» **WHAT YOU SHOULD DO**:
All entries below are to be returned in full, exactly as they stand.
******************************
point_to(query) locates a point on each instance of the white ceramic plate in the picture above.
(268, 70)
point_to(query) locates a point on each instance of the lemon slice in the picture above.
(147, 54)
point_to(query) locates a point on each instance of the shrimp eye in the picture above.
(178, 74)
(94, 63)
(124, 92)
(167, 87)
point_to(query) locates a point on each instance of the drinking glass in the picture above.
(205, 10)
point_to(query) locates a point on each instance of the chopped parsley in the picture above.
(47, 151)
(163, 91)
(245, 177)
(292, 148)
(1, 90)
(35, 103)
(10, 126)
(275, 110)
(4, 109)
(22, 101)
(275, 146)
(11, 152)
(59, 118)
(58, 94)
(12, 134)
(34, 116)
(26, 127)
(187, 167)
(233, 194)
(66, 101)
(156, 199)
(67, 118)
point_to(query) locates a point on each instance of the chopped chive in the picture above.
******************************
» **OUTPUT OF THE TASK**:
point_to(query) locates a point on each instance of the white ceramic plate in the picture above.
(268, 70)
point_to(query) locates a point on each instance of the lemon slice in the picture above.
(147, 54)
point_to(query) locates a point on each instance of the shrimp eye in the picture above.
(178, 74)
(94, 63)
(124, 92)
(167, 87)
point_to(query) locates a point on each instance of the drinking glass in the picture above.
(205, 10)
point_to(query) locates a point on each instance of the chopped parsley in the picture above.
(47, 151)
(163, 91)
(245, 177)
(292, 148)
(1, 90)
(35, 103)
(10, 126)
(275, 110)
(4, 109)
(22, 101)
(275, 146)
(11, 152)
(59, 118)
(58, 94)
(12, 134)
(34, 116)
(26, 127)
(187, 167)
(233, 194)
(66, 101)
(156, 199)
(67, 118)
point_to(query) locates a point on each instance of the chopped chive in the picture above.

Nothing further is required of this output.